→ Verilen yazı
Başkalarına zarar
verecek davranışlarda bulunuyoruz. İlişkilerimizi mahvediyoruz. Hayallerimizi
çöpe atıyoruz. Kendimize bile düşman olabilecek duruma geldik sayılır. Her gün
gazetelerde, televizyonlarda inanılmaz haberlerle karşılaşıyoruz. Kanımız donuyor
duyduklarımız karşısında. Sanki herkes birbirini kırıp, üzerine basmaya
çabalıyor. Neden?
Kendimizin düşmanı
olduğumuz gibi, başkalarına da düşmanlık besler olduk. Hayat şartları, ekonomik
zorluklar ardına sığınarak her geçen gün kaybetmekte olduğumuz duygularımızı
sabote etmek için birbirimizle yarışıyoruz. Öfke, hoşnutsuzluk, utanç, korku,
güvensizlik almış başını gidiyor ve dur diyen yok. İçimizdeki karanlık güçler
aydınlığımıza savaş açmış sanki. İlginç değil mi?
Medya veya televizyonda
yer alan şiddet içeren haberlerin dışında bir de kanıksadığımız; normal hayat düzeni içinde olmasını normal
karşıladığımız; şiddetsiz gerçekleşen istismarlar var ki onlara değinmeden
edemeyeceğim. Hemen hemen her iş kolunda farklı kazanç elde etmenin yollarını
bulmakta üstümüze yok. Hep bana zihniyeti içinde yaptığımız her türlü haksız
kazanç girişimini legal göstermeye çabalamaktayız. Bazen ruhumuz bile duymuyor
cebimize girip hakkımıza el uzatanları…
Neden
böyle yaptılar? Niçin kimse ses çıkarmadı? Nasıl çalabilmişler? Ne? Nasıl? Kim?

→ Görsel konum etiketleme kayıtları
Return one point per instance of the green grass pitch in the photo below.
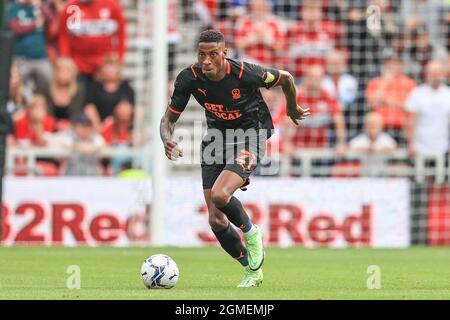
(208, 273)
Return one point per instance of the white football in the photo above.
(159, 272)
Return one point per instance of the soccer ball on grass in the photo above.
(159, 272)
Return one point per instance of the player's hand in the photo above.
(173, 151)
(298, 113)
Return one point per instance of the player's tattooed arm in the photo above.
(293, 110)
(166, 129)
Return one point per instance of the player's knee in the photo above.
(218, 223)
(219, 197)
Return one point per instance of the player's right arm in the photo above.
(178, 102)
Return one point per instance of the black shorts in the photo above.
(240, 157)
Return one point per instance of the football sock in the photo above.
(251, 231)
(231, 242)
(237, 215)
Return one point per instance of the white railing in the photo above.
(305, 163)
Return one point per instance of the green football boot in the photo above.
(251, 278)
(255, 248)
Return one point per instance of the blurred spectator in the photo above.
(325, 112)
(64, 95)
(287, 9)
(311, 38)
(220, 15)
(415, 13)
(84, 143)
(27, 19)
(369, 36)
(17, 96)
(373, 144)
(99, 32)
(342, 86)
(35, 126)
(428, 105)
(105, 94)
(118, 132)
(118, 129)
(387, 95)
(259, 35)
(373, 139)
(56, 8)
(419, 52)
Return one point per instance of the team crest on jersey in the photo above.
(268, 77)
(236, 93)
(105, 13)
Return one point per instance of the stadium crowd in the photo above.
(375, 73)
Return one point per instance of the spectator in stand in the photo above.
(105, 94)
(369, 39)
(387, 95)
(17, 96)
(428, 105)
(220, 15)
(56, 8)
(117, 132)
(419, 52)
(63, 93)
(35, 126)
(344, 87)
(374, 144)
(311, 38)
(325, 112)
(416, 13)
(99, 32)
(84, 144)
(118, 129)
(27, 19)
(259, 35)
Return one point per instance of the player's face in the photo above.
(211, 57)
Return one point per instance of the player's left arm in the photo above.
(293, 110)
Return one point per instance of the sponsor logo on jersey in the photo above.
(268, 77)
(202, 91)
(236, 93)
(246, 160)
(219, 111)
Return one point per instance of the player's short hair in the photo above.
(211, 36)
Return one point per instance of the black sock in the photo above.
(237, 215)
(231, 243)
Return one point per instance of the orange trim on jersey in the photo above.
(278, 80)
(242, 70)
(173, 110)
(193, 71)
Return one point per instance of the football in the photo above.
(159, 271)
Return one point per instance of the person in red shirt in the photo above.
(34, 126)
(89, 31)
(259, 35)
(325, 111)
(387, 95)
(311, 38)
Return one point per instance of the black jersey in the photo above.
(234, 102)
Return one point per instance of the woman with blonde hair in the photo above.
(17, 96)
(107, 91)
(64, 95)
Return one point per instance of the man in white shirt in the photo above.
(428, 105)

→ Görev A
Yazıya göre aşağıdaki soruları yanıtla:
(i) Her gün inanılmaz haberlerle nerelerde karşılaşıyoruz?
(ii) Almış başını gittiği söylenen duygular hangileridir?
(iii) Her türlü haksız kazanç girişimini hangi zihniyet içinde yapıyoruz?
→ Görev B
Lütfen yazının "Başkalarına zarar" ile başlayıp "İlginç değil mi?" sözlerine kadar süren bölümünü, "Hayallerimizi" yerine "Umutlarımızı" koyarak güncelle.

→ Doğru yanıt A
(i) Gazetelerde ve televizyonlarda.
(ii) Öfke, hoşnutsuzluk, utanç, korku ve güvensizlik.
(iii) "Hep bana" zihniyeti içinde.

→ Doğru yanıt B
Başkalarına zarar
verecek davranışlarda bulunuyoruz. İlişkilerimizi mahvediyoruz. Umutlarımızı
çöpe atıyoruz. Kendimize bile düşman olabilecek duruma geldik sayılır. Her gün
gazetelerde, televizyonlarda inanılmaz haberlerle karşılaşıyoruz. Kanımız donuyor
duyduklarımız karşısında. Sanki herkes birbirini kırıp, üzerine basmaya
çabalıyor. Neden?
Kendimizin düşmanı
olduğumuz gibi, başkalarına da düşmanlık besler olduk. Hayat şartları, ekonomik
zorluklar ardına sığınarak her geçen gün kaybetmekte olduğumuz duygularımızı
sabote etmek için birbirimizle yarışıyoruz. Öfke, hoşnutsuzluk, utanç, korku,
güvensizlik almış başını gidiyor ve dur diyen yok. İçimizdeki karanlık güçler
aydınlığımıza savaş açmış sanki. İlginç değil mi?